Entries from a pointing dataset:
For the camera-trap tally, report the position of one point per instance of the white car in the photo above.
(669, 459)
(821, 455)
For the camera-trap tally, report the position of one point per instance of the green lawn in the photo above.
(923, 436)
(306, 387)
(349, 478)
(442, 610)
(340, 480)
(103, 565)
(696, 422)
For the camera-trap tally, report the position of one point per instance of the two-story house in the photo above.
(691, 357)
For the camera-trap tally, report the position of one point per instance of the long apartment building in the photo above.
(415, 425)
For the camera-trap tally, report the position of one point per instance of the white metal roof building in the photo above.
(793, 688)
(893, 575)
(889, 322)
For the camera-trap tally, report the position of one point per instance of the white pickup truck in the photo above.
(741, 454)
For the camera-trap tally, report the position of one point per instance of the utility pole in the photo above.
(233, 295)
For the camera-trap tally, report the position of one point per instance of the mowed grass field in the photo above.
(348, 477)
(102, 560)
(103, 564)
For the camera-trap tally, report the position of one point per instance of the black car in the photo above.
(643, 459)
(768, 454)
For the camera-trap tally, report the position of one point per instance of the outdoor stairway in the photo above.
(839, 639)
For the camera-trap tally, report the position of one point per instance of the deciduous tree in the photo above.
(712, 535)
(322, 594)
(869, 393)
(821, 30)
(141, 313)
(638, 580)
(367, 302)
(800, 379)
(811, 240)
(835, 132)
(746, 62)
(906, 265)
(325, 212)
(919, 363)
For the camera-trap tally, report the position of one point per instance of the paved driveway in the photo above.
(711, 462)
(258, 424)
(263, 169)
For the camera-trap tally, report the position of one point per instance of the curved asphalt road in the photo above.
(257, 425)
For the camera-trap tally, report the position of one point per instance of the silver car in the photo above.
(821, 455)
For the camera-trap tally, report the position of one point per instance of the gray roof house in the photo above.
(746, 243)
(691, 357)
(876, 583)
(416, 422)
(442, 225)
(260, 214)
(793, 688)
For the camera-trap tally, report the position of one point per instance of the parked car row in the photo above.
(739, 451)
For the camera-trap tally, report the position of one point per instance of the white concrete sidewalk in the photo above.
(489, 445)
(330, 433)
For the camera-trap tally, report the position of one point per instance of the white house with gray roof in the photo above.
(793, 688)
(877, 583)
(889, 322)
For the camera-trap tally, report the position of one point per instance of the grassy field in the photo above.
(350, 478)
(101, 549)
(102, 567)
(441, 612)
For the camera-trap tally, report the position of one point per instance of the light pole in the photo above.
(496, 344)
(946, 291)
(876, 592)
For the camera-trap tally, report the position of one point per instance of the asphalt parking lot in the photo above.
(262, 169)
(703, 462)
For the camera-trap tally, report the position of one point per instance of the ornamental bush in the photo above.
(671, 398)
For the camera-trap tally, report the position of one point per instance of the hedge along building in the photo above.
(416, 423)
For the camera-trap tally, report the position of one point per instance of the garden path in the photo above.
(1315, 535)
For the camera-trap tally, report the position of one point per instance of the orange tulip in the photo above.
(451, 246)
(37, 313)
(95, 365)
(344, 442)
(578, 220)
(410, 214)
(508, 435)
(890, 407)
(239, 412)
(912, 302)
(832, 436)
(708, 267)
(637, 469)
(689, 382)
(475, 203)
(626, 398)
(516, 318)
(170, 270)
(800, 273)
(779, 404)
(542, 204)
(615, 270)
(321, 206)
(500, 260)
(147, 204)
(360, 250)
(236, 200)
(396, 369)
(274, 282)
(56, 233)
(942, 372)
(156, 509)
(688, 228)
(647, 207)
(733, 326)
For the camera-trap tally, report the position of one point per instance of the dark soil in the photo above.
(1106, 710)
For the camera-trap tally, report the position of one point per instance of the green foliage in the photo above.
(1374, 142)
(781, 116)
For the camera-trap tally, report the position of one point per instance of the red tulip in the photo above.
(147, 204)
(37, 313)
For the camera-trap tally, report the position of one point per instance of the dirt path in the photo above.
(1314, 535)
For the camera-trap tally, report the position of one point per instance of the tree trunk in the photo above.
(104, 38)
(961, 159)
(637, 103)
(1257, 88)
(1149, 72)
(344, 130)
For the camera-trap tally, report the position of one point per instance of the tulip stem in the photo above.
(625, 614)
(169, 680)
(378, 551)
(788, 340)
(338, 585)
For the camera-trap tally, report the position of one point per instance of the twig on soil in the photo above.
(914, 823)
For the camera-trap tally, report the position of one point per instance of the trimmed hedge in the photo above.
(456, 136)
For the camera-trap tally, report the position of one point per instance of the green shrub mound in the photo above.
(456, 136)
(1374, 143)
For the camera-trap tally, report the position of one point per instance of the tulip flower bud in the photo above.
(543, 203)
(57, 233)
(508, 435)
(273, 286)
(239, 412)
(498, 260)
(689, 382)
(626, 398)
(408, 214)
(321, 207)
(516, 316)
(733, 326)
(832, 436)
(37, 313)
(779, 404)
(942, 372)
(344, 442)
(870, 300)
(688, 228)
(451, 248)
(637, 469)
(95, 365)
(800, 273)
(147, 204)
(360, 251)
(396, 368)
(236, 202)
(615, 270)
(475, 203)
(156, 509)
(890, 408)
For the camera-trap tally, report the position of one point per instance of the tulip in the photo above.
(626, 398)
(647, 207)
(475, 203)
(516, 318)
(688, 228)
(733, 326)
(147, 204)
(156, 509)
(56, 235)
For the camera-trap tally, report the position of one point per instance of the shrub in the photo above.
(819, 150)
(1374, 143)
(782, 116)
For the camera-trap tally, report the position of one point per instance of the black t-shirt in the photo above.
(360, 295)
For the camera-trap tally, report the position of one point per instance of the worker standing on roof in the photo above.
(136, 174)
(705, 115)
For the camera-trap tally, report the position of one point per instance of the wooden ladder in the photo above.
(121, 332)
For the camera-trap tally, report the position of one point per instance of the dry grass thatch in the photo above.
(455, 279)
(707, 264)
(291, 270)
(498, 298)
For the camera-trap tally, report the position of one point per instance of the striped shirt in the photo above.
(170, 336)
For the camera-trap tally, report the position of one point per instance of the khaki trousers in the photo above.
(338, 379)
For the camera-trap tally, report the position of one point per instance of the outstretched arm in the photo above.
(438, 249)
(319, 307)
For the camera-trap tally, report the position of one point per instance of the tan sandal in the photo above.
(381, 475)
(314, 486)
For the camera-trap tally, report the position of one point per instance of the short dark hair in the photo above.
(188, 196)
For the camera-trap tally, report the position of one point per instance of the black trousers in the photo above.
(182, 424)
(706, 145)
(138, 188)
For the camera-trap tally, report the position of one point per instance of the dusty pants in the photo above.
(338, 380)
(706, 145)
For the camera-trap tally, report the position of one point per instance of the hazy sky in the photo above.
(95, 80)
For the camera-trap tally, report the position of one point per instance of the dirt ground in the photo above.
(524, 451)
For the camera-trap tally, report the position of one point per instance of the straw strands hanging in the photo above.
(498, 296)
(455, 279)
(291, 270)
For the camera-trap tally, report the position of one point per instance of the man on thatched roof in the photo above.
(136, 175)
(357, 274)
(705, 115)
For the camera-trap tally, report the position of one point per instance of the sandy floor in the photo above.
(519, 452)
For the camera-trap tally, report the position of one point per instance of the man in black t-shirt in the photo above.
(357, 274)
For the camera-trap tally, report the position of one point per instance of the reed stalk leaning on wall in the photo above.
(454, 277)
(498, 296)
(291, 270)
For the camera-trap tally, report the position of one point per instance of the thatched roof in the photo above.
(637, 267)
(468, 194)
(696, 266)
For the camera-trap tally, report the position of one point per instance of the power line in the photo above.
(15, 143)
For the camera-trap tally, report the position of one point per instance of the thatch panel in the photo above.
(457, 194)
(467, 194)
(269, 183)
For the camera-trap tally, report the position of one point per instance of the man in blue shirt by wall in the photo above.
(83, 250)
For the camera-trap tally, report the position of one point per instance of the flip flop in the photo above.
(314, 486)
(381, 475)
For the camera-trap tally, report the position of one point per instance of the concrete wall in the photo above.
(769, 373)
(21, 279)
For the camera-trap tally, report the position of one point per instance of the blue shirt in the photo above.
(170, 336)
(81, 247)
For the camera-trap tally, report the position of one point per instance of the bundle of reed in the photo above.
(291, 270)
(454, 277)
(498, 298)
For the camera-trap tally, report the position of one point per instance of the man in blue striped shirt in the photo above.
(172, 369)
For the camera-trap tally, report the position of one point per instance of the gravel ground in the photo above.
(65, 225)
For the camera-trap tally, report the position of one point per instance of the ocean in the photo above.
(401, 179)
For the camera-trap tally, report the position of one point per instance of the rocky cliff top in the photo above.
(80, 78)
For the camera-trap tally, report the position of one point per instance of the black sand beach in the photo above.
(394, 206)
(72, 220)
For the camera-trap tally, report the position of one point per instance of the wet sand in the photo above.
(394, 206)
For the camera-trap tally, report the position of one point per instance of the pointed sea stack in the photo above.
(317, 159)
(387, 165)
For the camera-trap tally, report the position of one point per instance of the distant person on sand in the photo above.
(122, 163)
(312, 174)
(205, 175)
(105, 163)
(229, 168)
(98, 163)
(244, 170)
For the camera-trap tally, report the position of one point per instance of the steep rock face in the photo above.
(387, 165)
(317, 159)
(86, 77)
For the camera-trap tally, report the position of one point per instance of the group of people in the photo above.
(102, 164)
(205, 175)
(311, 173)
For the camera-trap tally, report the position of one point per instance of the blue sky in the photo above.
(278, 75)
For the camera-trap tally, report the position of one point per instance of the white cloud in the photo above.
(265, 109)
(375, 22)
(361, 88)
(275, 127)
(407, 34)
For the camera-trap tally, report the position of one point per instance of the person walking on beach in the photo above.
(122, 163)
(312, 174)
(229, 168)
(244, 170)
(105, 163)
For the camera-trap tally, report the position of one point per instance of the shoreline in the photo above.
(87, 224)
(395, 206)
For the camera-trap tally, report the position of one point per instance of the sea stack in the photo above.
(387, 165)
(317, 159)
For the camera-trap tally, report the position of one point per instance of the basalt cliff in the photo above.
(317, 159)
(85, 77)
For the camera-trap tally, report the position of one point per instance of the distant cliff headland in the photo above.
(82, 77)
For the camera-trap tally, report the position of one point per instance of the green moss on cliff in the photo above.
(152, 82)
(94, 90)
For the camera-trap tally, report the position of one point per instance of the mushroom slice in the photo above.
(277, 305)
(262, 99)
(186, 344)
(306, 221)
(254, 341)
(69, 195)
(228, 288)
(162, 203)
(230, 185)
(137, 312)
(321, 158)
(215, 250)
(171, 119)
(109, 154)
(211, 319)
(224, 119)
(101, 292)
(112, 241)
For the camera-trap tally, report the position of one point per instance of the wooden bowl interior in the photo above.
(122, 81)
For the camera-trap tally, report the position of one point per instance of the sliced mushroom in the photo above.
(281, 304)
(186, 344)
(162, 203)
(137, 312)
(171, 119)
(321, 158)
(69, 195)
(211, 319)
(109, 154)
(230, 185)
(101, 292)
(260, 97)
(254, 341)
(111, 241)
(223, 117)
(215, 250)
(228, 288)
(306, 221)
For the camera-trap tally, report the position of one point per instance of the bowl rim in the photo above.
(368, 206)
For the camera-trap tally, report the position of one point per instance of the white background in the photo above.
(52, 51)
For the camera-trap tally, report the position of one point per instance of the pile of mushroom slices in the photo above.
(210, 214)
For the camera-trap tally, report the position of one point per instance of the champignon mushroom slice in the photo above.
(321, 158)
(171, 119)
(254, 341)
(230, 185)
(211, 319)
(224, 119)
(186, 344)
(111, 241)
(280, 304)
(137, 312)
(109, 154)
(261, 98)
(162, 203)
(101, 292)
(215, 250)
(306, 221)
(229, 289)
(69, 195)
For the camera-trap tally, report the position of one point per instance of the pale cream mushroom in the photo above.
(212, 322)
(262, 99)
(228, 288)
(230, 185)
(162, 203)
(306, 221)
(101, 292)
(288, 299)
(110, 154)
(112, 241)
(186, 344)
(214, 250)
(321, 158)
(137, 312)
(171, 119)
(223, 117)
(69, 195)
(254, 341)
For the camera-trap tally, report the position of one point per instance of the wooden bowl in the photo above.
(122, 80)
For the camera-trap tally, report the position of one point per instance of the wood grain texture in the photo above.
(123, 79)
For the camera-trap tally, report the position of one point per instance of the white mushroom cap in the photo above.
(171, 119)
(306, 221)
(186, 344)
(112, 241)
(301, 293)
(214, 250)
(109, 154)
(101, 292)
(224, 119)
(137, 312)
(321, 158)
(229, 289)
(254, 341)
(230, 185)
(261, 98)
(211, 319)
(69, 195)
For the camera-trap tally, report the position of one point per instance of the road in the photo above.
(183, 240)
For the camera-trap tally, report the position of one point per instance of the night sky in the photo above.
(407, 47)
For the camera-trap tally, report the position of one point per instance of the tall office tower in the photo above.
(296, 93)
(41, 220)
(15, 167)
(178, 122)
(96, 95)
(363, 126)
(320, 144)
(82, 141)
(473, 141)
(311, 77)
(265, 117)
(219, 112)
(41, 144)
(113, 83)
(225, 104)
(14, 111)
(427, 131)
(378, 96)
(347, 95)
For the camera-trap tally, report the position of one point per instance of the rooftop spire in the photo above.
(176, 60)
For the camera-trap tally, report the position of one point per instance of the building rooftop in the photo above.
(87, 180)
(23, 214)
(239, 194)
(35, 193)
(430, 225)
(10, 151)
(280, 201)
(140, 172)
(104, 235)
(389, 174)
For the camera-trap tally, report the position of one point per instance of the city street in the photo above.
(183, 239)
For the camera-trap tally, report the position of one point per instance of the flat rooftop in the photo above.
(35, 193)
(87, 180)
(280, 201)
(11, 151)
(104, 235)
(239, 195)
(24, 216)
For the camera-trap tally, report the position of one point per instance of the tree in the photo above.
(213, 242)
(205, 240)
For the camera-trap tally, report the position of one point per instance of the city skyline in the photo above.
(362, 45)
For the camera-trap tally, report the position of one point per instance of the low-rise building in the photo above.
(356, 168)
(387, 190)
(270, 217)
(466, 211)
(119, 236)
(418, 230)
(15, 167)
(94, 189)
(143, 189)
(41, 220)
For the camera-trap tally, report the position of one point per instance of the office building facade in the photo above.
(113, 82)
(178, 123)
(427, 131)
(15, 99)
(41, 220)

Given problem ▸ Format as a numbered list the lines from the one containing "bush in the photo above." through the one containing "(1315, 535)", both included, omitting any blank lines.

Correct result ▸
1. For the camera-trap tally, report the position of one point per instance of the ornamental bush in the photo above.
2. (671, 398)
3. For the camera-trap tally, report the position of one point per instance of the hedge along building in the photo above.
4. (416, 423)
5. For the camera-trap tally, report the position of one point per instance of the garden path in the photo above.
6. (1315, 535)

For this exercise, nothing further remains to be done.